• [SELECTED EXTRACT]
::::::::

SOSDY: Same old situation; different year. And maybe that’s a good thing because we don’t want nor need another 2020.
Construction starts should be similar to 2022. Dodge Data & Analytics Chief Economist Richard Branch says it may feel like a recession for parts of the construction industry, but nothing like the Great Recession (December 2007-June 2009).
We may avoid a severe recession because the labor and housing shortage will continue in 2023 but our banking system is solid. The lack of workers and rising interest rates could curtail just how many projects construction industry businesses can manage.
Construction industry labor shortages will continue impacting contractors and clients. Increased federal spending in 2023 will escalate the demand for construction workers. But that same initiative could persuade talent that the construction industry is a steady and long-term career commitment and not short-term employment.
High materials costs will continue to be an issue facing the construction industry. “Inflation has plagued the industry and COVID-19 has continued to impact supply chains, causing materials prices to swing wildly,” says Construction Dive editor Julie Strupp. “While lumber and plywood prices were a huge concern at the beginning of the year, that has since eased…cement and diesel costs are now giving contractors grief.”

::::::::

• [SOURCE DATA]
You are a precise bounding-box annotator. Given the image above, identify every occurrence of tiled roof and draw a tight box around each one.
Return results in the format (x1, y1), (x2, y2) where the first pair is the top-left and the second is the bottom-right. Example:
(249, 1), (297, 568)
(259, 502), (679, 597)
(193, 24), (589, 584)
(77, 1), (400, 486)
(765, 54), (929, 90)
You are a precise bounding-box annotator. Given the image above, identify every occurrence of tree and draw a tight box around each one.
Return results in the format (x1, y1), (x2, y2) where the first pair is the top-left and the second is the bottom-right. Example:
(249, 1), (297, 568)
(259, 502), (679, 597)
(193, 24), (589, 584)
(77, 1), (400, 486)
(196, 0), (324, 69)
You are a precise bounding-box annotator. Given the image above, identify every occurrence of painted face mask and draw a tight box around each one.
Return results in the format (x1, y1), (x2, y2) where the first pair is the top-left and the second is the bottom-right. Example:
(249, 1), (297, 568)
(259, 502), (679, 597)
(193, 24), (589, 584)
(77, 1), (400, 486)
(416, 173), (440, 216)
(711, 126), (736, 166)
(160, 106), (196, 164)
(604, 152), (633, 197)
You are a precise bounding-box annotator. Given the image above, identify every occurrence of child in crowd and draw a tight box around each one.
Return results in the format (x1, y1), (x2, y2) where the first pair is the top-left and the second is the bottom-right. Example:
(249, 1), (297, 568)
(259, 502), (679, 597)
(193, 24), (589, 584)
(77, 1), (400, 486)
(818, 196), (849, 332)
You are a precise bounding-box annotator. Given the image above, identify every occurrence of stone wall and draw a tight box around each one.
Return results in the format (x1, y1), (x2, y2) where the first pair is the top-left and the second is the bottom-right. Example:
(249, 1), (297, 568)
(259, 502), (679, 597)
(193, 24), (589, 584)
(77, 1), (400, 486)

::::::::

• [LIST OF TASKS]
[1] Answer these questions from the construction industry outlook:
(a) What does "SOSDY" stand for?
(b) Who is the Chief Economist at Dodge Data & Analytics?
(c) According to Julie Strupp, which costs are now giving contractors grief?
[2] Resume the construction industry outlook for 2023 with new paragraphs that follow its last sentence.

• [EXERCISE RESULTS]
[1]
(a) Same old situation; different year.
(b) Richard Branch.
(c) Cement and diesel costs.

[2]
Ken Simonson, Associated General Contractors of America Chief Economist said, “Cement and concrete products are likely to have continuing shortages as the nation has not added any cement production since 2009.”
Construction industry material price volatility predictions for 2023 are:
|Aluminum mill shapes||Low|
|Copper/brass mill shapes||High|
|Steel mill products||Moderate|
Multifamily development may show signs of decline, but it will continue to be a “robust market,” said Branch. In 2022, multifamily construction was at an almost 40-year high and should continue to be strong. Single-family units continue to be expensive and lack availability.